**Assignment:** Pictures stay out of the copy. Retype exactly the lines below from the one with "box: [292, 39, 358, 76]" through the one with "434L458 446L485 454L520".

......

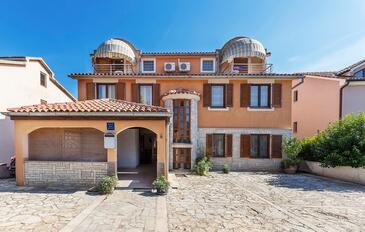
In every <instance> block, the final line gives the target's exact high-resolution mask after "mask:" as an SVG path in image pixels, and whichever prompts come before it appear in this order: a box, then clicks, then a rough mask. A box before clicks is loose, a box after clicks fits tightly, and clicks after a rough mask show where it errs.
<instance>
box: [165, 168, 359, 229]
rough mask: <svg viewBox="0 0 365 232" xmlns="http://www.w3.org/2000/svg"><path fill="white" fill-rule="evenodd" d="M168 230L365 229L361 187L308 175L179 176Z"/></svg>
mask: <svg viewBox="0 0 365 232" xmlns="http://www.w3.org/2000/svg"><path fill="white" fill-rule="evenodd" d="M178 182H179V185H180V186H179V189H178V190H174V191H172V193H170V194H169V196H168V197H167V199H168V201H167V202H168V205H167V207H168V210H167V211H168V222H169V229H170V231H362V230H364V231H365V187H364V186H360V185H354V184H349V183H344V182H338V181H333V180H329V179H324V178H319V177H315V176H311V175H285V174H267V173H266V174H265V173H231V174H228V175H225V174H219V173H213V174H212V175H211V177H199V176H189V177H181V178H178Z"/></svg>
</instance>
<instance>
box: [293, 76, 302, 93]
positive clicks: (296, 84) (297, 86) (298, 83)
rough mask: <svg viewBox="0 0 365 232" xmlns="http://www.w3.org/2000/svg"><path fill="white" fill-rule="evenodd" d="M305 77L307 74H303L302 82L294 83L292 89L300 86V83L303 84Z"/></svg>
mask: <svg viewBox="0 0 365 232" xmlns="http://www.w3.org/2000/svg"><path fill="white" fill-rule="evenodd" d="M304 78H305V76H303V77H302V78H301V79H300V82H299V83H298V84H296V85H294V86H293V87H292V88H291V89H292V90H293V89H295V88H296V87H298V86H299V85H301V84H303V83H304Z"/></svg>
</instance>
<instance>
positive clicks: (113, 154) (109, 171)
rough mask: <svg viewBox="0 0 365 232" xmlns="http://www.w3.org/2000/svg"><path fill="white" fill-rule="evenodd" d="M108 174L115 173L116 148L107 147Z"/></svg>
mask: <svg viewBox="0 0 365 232" xmlns="http://www.w3.org/2000/svg"><path fill="white" fill-rule="evenodd" d="M107 156H108V160H107V161H108V176H116V175H117V149H108V150H107Z"/></svg>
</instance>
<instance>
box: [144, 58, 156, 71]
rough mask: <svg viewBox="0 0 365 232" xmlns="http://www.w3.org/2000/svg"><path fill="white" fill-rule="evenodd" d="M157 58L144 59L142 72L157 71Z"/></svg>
mask: <svg viewBox="0 0 365 232" xmlns="http://www.w3.org/2000/svg"><path fill="white" fill-rule="evenodd" d="M155 71H156V69H155V60H154V59H145V60H144V59H142V72H146V73H152V72H155Z"/></svg>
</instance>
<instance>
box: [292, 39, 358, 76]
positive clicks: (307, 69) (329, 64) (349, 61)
mask: <svg viewBox="0 0 365 232" xmlns="http://www.w3.org/2000/svg"><path fill="white" fill-rule="evenodd" d="M347 43H348V45H347V46H345V47H343V48H340V49H337V50H334V51H332V52H330V53H328V54H325V55H323V56H321V57H320V58H319V59H313V60H312V62H310V63H308V64H307V65H305V66H304V67H303V68H302V69H301V70H299V71H300V72H302V71H333V70H334V71H337V70H340V69H342V68H344V67H346V66H348V65H351V64H353V63H356V62H357V61H359V60H362V59H364V58H365V36H363V37H360V38H359V39H357V40H355V41H353V42H347Z"/></svg>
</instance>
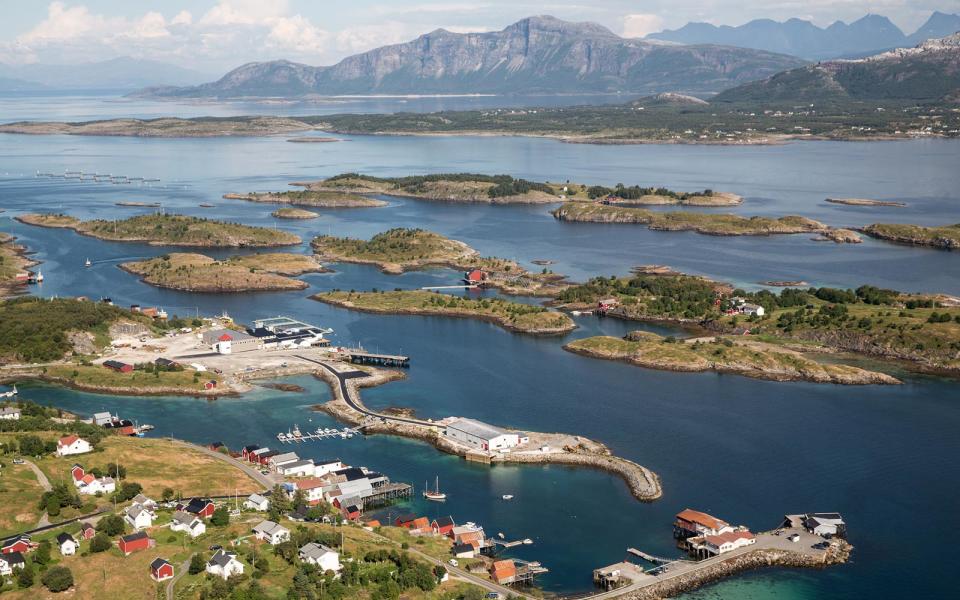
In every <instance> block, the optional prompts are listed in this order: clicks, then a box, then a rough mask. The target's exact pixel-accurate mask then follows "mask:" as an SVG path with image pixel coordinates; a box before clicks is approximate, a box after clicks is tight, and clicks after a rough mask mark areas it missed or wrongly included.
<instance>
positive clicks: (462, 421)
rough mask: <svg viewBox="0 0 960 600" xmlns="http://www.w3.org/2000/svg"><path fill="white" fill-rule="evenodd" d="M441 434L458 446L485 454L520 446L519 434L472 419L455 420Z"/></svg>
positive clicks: (505, 449)
mask: <svg viewBox="0 0 960 600" xmlns="http://www.w3.org/2000/svg"><path fill="white" fill-rule="evenodd" d="M443 434H444V435H445V436H447V437H448V438H450V439H451V440H454V441H456V442H458V443H460V444H463V445H465V446H470V447H473V448H478V449H480V450H484V451H487V452H492V451H495V450H507V449H510V448H513V447H515V446H518V445H519V444H520V436H519V434H517V433H511V432H508V431H504V430H503V429H500V428H498V427H494V426H492V425H487V424H486V423H482V422H480V421H476V420H474V419H457V420H455V421H453V422H452V423H450V424H449V425H447V427H446V429H444V432H443Z"/></svg>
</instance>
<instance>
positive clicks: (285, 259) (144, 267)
mask: <svg viewBox="0 0 960 600" xmlns="http://www.w3.org/2000/svg"><path fill="white" fill-rule="evenodd" d="M120 268H121V269H123V270H124V271H128V272H130V273H134V274H136V275H140V276H141V277H142V279H143V281H144V282H145V283H149V284H150V285H155V286H157V287H162V288H169V289H174V290H181V291H187V292H249V291H282V290H302V289H304V288H306V287H308V285H307V284H306V283H305V282H303V281H300V280H297V279H291V278H290V277H289V276H296V275H302V274H303V273H319V272H323V271H325V269H324V268H323V267H322V266H321V265H320V263H319V262H317V260H316V259H315V258H313V257H312V256H306V255H303V254H285V253H270V254H246V255H240V256H231V257H230V258H228V259H226V260H214V259H213V258H210V257H209V256H205V255H203V254H192V253H171V254H165V255H163V256H159V257H156V258H151V259H147V260H141V261H135V262H126V263H123V264H121V265H120Z"/></svg>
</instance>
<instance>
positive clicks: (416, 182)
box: [293, 173, 743, 206]
mask: <svg viewBox="0 0 960 600" xmlns="http://www.w3.org/2000/svg"><path fill="white" fill-rule="evenodd" d="M293 185H302V186H304V187H306V188H307V189H308V190H315V191H328V192H344V193H356V194H376V195H390V196H400V197H406V198H417V199H419V200H437V201H444V202H481V203H489V204H549V203H555V202H562V201H566V200H595V199H599V198H607V199H608V200H610V201H614V202H617V203H623V204H634V205H664V204H683V205H690V206H734V205H737V204H740V203H741V202H743V198H741V197H740V196H737V195H736V194H731V193H729V192H714V191H713V190H709V189H708V190H703V191H699V192H677V191H674V190H670V189H667V188H663V187H641V186H638V185H634V186H630V187H627V186H624V185H622V184H620V185H617V186H614V187H605V186H601V185H585V184H581V183H571V182H570V181H566V182H563V183H560V182H550V181H529V180H526V179H516V178H514V177H512V176H510V175H483V174H479V173H435V174H430V175H408V176H406V177H374V176H371V175H363V174H359V173H343V174H341V175H335V176H333V177H329V178H327V179H324V180H321V181H315V182H305V183H297V184H293Z"/></svg>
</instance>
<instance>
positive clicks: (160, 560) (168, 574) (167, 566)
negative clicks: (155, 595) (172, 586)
mask: <svg viewBox="0 0 960 600" xmlns="http://www.w3.org/2000/svg"><path fill="white" fill-rule="evenodd" d="M150 576H151V577H153V580H154V581H166V580H167V579H173V565H171V564H170V563H169V562H168V561H167V560H166V559H164V558H157V559H155V560H154V561H153V562H152V563H150Z"/></svg>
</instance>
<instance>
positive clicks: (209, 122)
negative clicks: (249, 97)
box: [0, 116, 313, 138]
mask: <svg viewBox="0 0 960 600" xmlns="http://www.w3.org/2000/svg"><path fill="white" fill-rule="evenodd" d="M310 129H313V126H312V125H310V124H307V123H304V122H303V121H301V120H299V119H290V118H287V117H269V116H254V117H195V118H192V119H180V118H176V117H161V118H158V119H105V120H100V121H81V122H76V123H64V122H55V121H21V122H17V123H6V124H3V125H0V133H26V134H36V135H51V134H59V135H62V134H66V135H107V136H124V137H164V138H181V137H182V138H188V137H227V136H261V135H275V134H282V133H293V132H297V131H307V130H310Z"/></svg>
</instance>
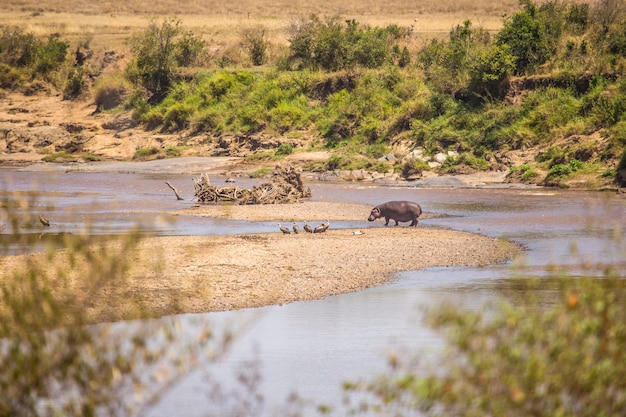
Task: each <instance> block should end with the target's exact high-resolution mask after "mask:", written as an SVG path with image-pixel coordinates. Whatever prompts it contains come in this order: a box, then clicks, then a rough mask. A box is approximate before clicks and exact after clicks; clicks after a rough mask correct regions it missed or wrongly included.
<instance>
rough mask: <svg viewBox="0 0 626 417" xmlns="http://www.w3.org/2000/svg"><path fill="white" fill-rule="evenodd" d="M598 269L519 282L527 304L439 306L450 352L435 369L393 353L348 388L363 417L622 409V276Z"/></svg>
mask: <svg viewBox="0 0 626 417" xmlns="http://www.w3.org/2000/svg"><path fill="white" fill-rule="evenodd" d="M598 270H601V271H605V272H604V276H603V277H602V278H592V277H578V276H577V277H562V276H555V275H552V276H550V277H546V278H541V279H532V278H525V279H519V280H517V281H516V283H515V284H516V286H517V288H524V294H525V295H524V297H525V302H524V303H523V304H519V303H516V302H515V300H505V299H501V300H499V302H497V303H495V305H491V306H484V307H483V308H478V309H467V308H459V307H458V306H457V305H453V304H452V303H445V304H444V305H438V306H437V307H434V308H432V309H430V310H428V311H427V312H426V317H427V323H428V324H429V325H430V327H432V328H433V329H435V330H436V331H438V332H439V334H441V335H442V336H443V337H444V338H445V339H446V341H447V342H448V343H447V344H446V347H447V348H448V350H447V351H446V353H445V354H444V355H445V356H444V357H443V358H441V360H440V361H439V362H438V365H437V368H436V369H435V370H432V369H429V368H425V366H424V364H423V363H422V362H421V361H420V359H419V357H418V356H417V355H409V357H403V356H401V355H396V354H391V355H390V360H389V367H388V370H387V372H386V373H385V374H383V375H380V376H379V377H377V378H372V379H370V380H369V381H367V382H364V383H345V384H344V387H345V388H346V390H348V391H354V392H355V394H357V396H355V397H354V398H355V400H357V401H358V403H357V404H355V406H357V405H358V407H359V408H358V410H359V412H360V413H361V414H367V415H370V413H372V414H373V415H426V416H441V415H446V416H467V417H469V416H505V415H507V416H530V415H532V416H539V417H544V416H545V417H548V416H554V415H559V416H568V417H569V416H582V417H595V416H618V415H622V414H623V412H624V395H623V393H624V392H625V391H626V380H624V378H623V375H624V374H625V373H626V351H625V350H624V349H623V346H624V345H625V344H626V326H624V323H626V312H625V310H624V308H623V306H624V303H626V280H624V279H622V278H620V277H619V276H618V272H617V271H614V270H611V269H610V268H609V269H606V266H600V265H599V268H598ZM590 273H591V274H593V273H594V272H590ZM427 357H428V355H427ZM362 391H366V392H367V393H369V394H371V397H369V400H365V399H364V396H363V392H362ZM366 411H369V413H366Z"/></svg>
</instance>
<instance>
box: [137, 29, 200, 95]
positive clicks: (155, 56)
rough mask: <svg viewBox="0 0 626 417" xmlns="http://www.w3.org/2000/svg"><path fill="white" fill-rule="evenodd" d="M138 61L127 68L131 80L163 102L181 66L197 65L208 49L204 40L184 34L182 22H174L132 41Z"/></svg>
mask: <svg viewBox="0 0 626 417" xmlns="http://www.w3.org/2000/svg"><path fill="white" fill-rule="evenodd" d="M130 46H131V50H132V52H133V54H134V60H133V62H132V63H131V64H129V66H128V67H127V70H126V73H127V76H128V78H129V79H130V80H131V81H132V82H134V83H135V84H137V85H140V86H142V87H143V88H145V89H146V90H147V91H148V93H150V95H151V100H152V101H160V100H162V99H163V97H165V95H166V94H167V91H168V90H169V89H170V87H171V86H172V84H173V82H174V79H175V75H176V73H177V71H178V69H179V67H181V66H188V65H190V64H191V63H193V62H194V61H195V59H196V58H197V57H198V56H199V55H200V53H201V52H202V50H203V49H204V43H203V42H202V41H201V40H200V38H198V37H195V36H193V35H192V34H191V33H189V32H184V31H183V28H182V26H181V21H180V20H178V19H174V18H170V19H164V20H163V21H162V22H161V23H160V24H158V23H157V22H155V21H154V20H153V21H151V22H150V25H149V26H148V28H147V29H146V30H145V31H144V32H142V33H140V34H137V35H135V36H133V37H132V38H131V39H130Z"/></svg>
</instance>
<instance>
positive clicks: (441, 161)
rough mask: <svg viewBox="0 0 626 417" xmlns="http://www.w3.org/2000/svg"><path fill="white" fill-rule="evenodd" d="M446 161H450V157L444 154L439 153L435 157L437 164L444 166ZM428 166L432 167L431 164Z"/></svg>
mask: <svg viewBox="0 0 626 417" xmlns="http://www.w3.org/2000/svg"><path fill="white" fill-rule="evenodd" d="M446 159H448V155H446V154H445V153H443V152H439V153H438V154H437V155H435V162H437V163H439V164H443V163H444V162H446ZM428 165H429V166H430V164H428Z"/></svg>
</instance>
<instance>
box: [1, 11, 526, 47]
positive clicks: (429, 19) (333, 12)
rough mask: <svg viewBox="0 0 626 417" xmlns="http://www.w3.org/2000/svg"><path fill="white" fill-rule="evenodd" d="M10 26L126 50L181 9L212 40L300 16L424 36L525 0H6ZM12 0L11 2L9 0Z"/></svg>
mask: <svg viewBox="0 0 626 417" xmlns="http://www.w3.org/2000/svg"><path fill="white" fill-rule="evenodd" d="M1 2H2V3H5V4H3V5H2V9H3V17H2V19H1V20H0V23H1V24H3V25H7V24H9V25H19V26H22V27H25V28H26V29H27V30H29V31H33V32H35V33H39V34H47V33H55V32H57V33H60V34H63V35H64V37H66V38H68V39H74V40H76V41H80V40H83V39H89V41H90V44H91V46H92V47H93V48H94V49H119V48H122V47H123V45H124V42H125V40H126V39H127V38H128V35H129V34H130V33H132V32H135V31H136V30H137V29H140V28H143V27H145V26H146V25H147V24H148V19H149V18H150V17H159V16H177V17H178V18H180V20H181V21H182V22H183V23H184V25H185V27H186V28H189V29H191V30H193V31H194V33H197V34H201V35H202V36H203V37H204V38H205V39H206V40H207V42H208V44H209V45H210V46H214V47H225V46H228V45H232V44H233V43H235V42H237V41H238V39H239V38H240V34H241V30H242V28H244V27H246V26H251V25H263V26H264V27H266V28H267V30H268V33H269V39H270V41H271V42H273V43H278V44H280V43H283V42H285V41H286V39H287V29H288V27H289V24H290V22H293V21H294V20H296V19H299V18H308V17H309V16H310V15H311V14H316V15H318V16H340V17H341V18H345V19H355V20H357V21H358V22H360V23H366V24H370V25H373V26H384V25H387V24H390V23H395V24H398V25H401V26H412V27H413V31H414V34H415V37H416V38H417V39H420V38H421V39H422V40H426V39H432V38H433V37H439V36H447V34H448V32H449V31H450V29H452V28H453V27H454V26H456V25H458V24H461V23H462V22H463V21H465V20H468V19H469V20H471V21H472V22H473V24H474V25H476V26H482V27H483V28H485V29H488V30H493V31H495V30H498V29H499V28H500V27H501V26H502V16H503V15H505V14H510V13H511V12H512V11H515V10H518V9H519V8H520V6H519V3H518V0H503V1H489V0H440V1H437V0H425V1H415V0H384V1H383V0H378V1H373V0H343V1H342V0H335V1H333V0H321V1H311V0H152V1H144V0H137V1H133V0H110V1H106V0H101V1H94V0H44V1H41V0H39V1H37V0H18V1H15V2H8V0H2V1H1ZM6 3H9V4H6Z"/></svg>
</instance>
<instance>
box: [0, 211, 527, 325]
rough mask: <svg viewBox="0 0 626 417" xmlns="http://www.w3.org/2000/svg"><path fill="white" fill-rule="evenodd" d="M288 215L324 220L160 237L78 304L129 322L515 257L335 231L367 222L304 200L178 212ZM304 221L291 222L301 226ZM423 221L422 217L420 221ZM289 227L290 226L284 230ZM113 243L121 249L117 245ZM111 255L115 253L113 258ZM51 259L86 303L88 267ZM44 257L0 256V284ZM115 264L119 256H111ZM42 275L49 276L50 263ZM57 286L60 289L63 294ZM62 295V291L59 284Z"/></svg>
mask: <svg viewBox="0 0 626 417" xmlns="http://www.w3.org/2000/svg"><path fill="white" fill-rule="evenodd" d="M293 213H300V215H301V216H302V217H303V216H305V215H306V216H307V218H306V220H310V222H311V223H313V225H315V224H316V223H317V220H322V219H324V220H325V219H330V220H331V227H330V229H329V230H328V231H327V232H325V233H321V234H309V233H303V232H300V233H299V234H290V235H284V234H282V233H281V232H280V231H279V230H278V226H277V227H276V232H272V233H262V234H238V235H224V236H215V235H210V236H166V237H151V238H144V239H142V240H141V241H140V242H139V244H138V246H137V247H136V249H135V250H134V251H133V252H132V253H124V254H123V255H125V256H127V257H128V258H129V259H130V260H131V262H130V270H129V271H128V272H127V273H126V277H125V279H124V287H123V288H122V287H106V286H105V287H103V288H102V290H100V291H98V292H96V293H93V294H92V295H90V296H89V297H90V298H89V299H88V300H84V302H85V305H86V310H87V312H88V314H89V317H90V320H92V321H107V320H116V319H121V318H131V317H133V316H135V315H136V314H137V313H136V311H137V310H136V308H135V307H136V303H137V302H140V303H141V305H142V306H143V308H144V310H143V312H142V314H148V315H150V316H162V315H167V314H173V313H200V312H209V311H222V310H232V309H241V308H248V307H259V306H265V305H280V304H284V303H290V302H294V301H301V300H312V299H320V298H324V297H326V296H329V295H334V294H340V293H347V292H352V291H358V290H361V289H364V288H368V287H372V286H376V285H381V284H383V283H385V282H387V281H389V280H392V279H393V278H394V273H396V272H399V271H406V270H415V269H422V268H428V267H432V266H460V265H468V266H480V265H489V264H495V263H501V262H505V261H506V260H508V259H510V258H512V257H514V256H515V255H516V254H518V253H520V252H521V248H520V247H519V246H518V245H516V244H514V243H511V242H508V241H505V240H502V239H495V238H490V237H485V236H481V235H476V234H471V233H466V232H459V231H454V230H447V229H438V228H432V227H427V226H424V225H423V223H420V225H419V226H418V227H407V226H400V227H384V226H383V225H382V223H381V222H378V224H377V225H376V226H379V225H380V227H370V228H366V229H361V230H359V229H333V226H332V222H333V220H363V219H364V213H365V215H367V213H369V207H368V206H365V205H360V204H352V203H348V204H342V203H316V202H306V203H299V204H284V205H261V206H202V207H195V208H191V209H188V210H186V211H183V212H179V214H180V215H195V216H208V217H228V218H233V219H242V220H250V221H260V220H263V221H277V222H278V221H284V219H286V218H291V217H293ZM302 217H300V218H296V219H294V220H297V221H298V222H299V225H300V227H302V220H304V219H303V218H302ZM424 218H425V219H427V218H428V213H426V214H425V215H424ZM288 225H289V226H291V224H288ZM110 245H113V246H120V245H121V244H120V243H112V244H110ZM113 253H114V251H113ZM57 255H58V256H56V257H55V262H58V267H60V268H61V269H69V270H71V273H70V275H69V280H70V282H71V284H70V291H75V292H76V294H78V297H79V298H80V297H84V296H85V290H84V289H85V288H86V287H88V285H86V283H85V280H89V279H91V278H90V272H89V269H88V265H87V264H85V263H82V262H74V263H73V266H71V267H70V264H69V263H68V259H67V257H66V256H65V252H63V251H60V252H59V253H58V254H57ZM44 257H45V254H34V255H33V254H31V255H20V256H11V257H4V258H0V270H1V271H2V273H1V274H0V275H2V276H3V277H7V276H10V274H11V273H12V271H13V270H14V269H15V268H16V267H17V266H18V265H20V263H21V262H24V261H26V260H29V261H31V262H32V261H33V260H37V259H39V260H40V261H42V262H44V263H46V264H47V262H49V261H46V260H45V258H44ZM113 257H115V255H113ZM47 265H48V266H47V267H46V269H47V270H48V271H52V270H54V269H53V268H52V266H51V265H49V264H47ZM59 288H61V287H59ZM62 288H64V289H67V286H64V287H62Z"/></svg>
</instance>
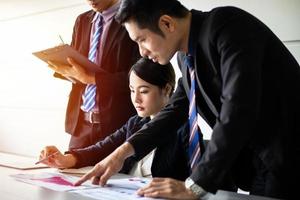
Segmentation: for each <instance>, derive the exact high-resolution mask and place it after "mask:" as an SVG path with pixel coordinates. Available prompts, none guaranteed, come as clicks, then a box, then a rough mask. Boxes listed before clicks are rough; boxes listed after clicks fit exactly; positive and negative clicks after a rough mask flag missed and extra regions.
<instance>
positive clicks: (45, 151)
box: [39, 146, 76, 168]
mask: <svg viewBox="0 0 300 200" xmlns="http://www.w3.org/2000/svg"><path fill="white" fill-rule="evenodd" d="M56 152H57V153H56ZM54 153H55V154H54ZM52 154H54V155H52ZM49 155H52V156H50V157H48V156H49ZM47 157H48V158H47ZM42 159H46V160H44V161H42V162H41V163H44V164H46V165H48V166H49V167H52V168H71V167H73V166H74V165H75V163H76V158H75V157H74V156H73V155H72V154H66V155H63V154H62V153H61V152H60V151H59V150H58V149H57V148H56V147H55V146H46V147H45V148H44V149H43V150H42V151H41V153H40V156H39V160H42Z"/></svg>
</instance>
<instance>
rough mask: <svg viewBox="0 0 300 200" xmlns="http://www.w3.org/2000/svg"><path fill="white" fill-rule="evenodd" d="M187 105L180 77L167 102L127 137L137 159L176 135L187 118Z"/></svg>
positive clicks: (183, 123)
mask: <svg viewBox="0 0 300 200" xmlns="http://www.w3.org/2000/svg"><path fill="white" fill-rule="evenodd" d="M188 105H189V103H188V99H187V97H186V93H185V91H184V88H183V85H182V82H181V79H180V80H179V81H178V87H177V89H176V91H175V93H174V94H173V96H172V98H171V99H170V102H169V104H168V105H167V106H166V107H165V108H164V109H163V110H162V111H161V112H160V113H159V114H158V115H157V116H156V117H155V118H153V119H152V120H151V121H150V122H149V123H147V124H146V125H144V126H143V127H142V129H141V130H139V131H138V132H137V133H136V134H134V135H133V136H132V137H130V138H129V139H128V142H129V143H130V144H131V145H132V146H133V148H134V150H135V156H136V157H137V158H138V159H140V158H142V157H144V156H145V155H147V154H148V153H149V152H150V151H151V150H153V149H154V148H156V147H158V146H163V144H166V143H168V141H169V139H170V138H172V137H176V135H175V134H176V131H177V130H178V129H179V128H180V127H181V126H182V125H183V124H184V122H186V120H187V117H188Z"/></svg>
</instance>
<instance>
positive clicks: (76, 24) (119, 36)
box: [50, 0, 138, 149]
mask: <svg viewBox="0 0 300 200" xmlns="http://www.w3.org/2000/svg"><path fill="white" fill-rule="evenodd" d="M88 3H89V4H90V5H91V7H92V8H93V9H92V10H90V11H88V12H85V13H83V14H81V15H79V16H78V18H77V20H76V23H75V26H74V31H73V38H72V43H71V46H72V47H73V48H75V49H76V50H77V51H79V52H80V53H81V54H83V55H85V56H86V57H88V56H89V50H90V46H91V45H92V44H91V43H92V36H93V31H95V26H96V25H95V24H96V23H97V16H98V15H101V17H102V26H103V27H102V35H101V37H100V42H99V43H100V44H99V45H98V48H97V53H96V59H95V63H96V64H97V65H99V68H101V70H102V71H101V72H100V73H96V74H95V73H91V72H87V71H85V70H84V69H83V67H82V66H79V65H78V64H77V63H76V58H72V59H70V60H69V62H70V65H72V67H71V68H70V67H69V66H60V67H59V68H58V67H55V66H53V65H55V63H52V64H53V65H52V66H50V67H52V68H53V69H54V70H55V71H56V72H57V73H56V76H59V77H61V75H62V76H63V77H68V78H72V79H73V80H75V81H76V83H74V84H72V90H71V93H70V97H69V103H68V107H67V112H66V120H65V129H66V132H67V133H69V134H71V140H70V143H69V148H70V149H74V148H83V147H86V146H90V145H92V144H94V143H96V142H97V141H99V140H101V139H103V138H105V137H106V136H107V135H109V134H111V133H113V132H114V131H115V130H117V129H118V128H120V127H121V126H122V125H123V124H124V123H125V122H126V121H127V120H128V119H129V117H130V116H132V115H133V114H134V113H135V110H134V108H133V106H132V104H131V102H130V94H129V90H128V71H129V69H130V67H131V66H132V64H134V63H135V61H136V60H137V59H138V49H137V46H136V44H135V43H134V42H133V41H131V40H130V38H129V37H128V33H127V32H126V30H125V29H124V27H122V26H121V25H120V24H119V23H117V22H116V21H115V19H114V15H115V14H116V12H117V9H118V7H119V4H120V3H119V1H118V0H101V1H88ZM87 84H95V85H96V88H97V89H96V97H95V102H96V104H95V106H94V108H93V109H92V110H91V111H86V110H84V109H82V106H83V100H82V99H83V98H82V96H83V95H84V93H85V90H86V88H87Z"/></svg>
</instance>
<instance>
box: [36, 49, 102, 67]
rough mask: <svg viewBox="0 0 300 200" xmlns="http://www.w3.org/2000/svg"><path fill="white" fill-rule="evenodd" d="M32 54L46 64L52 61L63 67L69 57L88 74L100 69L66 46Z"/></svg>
mask: <svg viewBox="0 0 300 200" xmlns="http://www.w3.org/2000/svg"><path fill="white" fill-rule="evenodd" d="M32 54H33V55H35V56H36V57H38V58H39V59H41V60H43V61H45V62H46V63H48V61H53V62H58V63H61V64H65V65H69V64H68V61H67V58H68V57H70V58H72V59H74V60H75V62H77V63H78V64H79V65H81V66H82V67H84V68H85V69H86V70H88V71H89V72H100V71H101V68H100V67H99V66H98V65H96V64H95V63H93V62H91V61H90V60H89V59H88V58H87V57H85V56H84V55H82V54H80V53H79V52H78V51H76V50H75V49H73V48H72V47H71V46H70V45H68V44H64V45H60V46H56V47H53V48H49V49H44V50H41V51H37V52H33V53H32Z"/></svg>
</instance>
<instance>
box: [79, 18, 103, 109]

......

**Exercise answer:**
box: [292, 39, 358, 76]
positive clicks: (307, 69) (329, 64) (349, 61)
mask: <svg viewBox="0 0 365 232" xmlns="http://www.w3.org/2000/svg"><path fill="white" fill-rule="evenodd" d="M347 43H348V45H347V46H345V47H343V48H340V49H337V50H334V51H332V52H330V53H328V54H325V55H323V56H321V57H320V58H319V59H313V60H312V62H310V63H308V64H307V65H305V66H304V67H303V68H302V69H301V70H299V71H300V72H302V71H333V70H334V71H337V70H340V69H342V68H344V67H346V66H348V65H351V64H353V63H356V62H357V61H359V60H362V59H364V58H365V36H363V37H360V38H359V39H357V40H355V41H353V42H347Z"/></svg>
</instance>
In every <instance> block, the optional prompts are listed in this order: clicks, then a box, then a rough mask. The target's exact pixel-accurate mask then follows "mask:" as an SVG path with image pixel coordinates; a box before clicks is approximate, a box after clicks is tight, and clicks after a rough mask mark areas it missed or wrongly included.
<instance>
positive clicks: (462, 421)
rough mask: <svg viewBox="0 0 960 600" xmlns="http://www.w3.org/2000/svg"><path fill="white" fill-rule="evenodd" d="M441 434L458 446L485 454L520 446L519 434L472 419L455 420Z"/></svg>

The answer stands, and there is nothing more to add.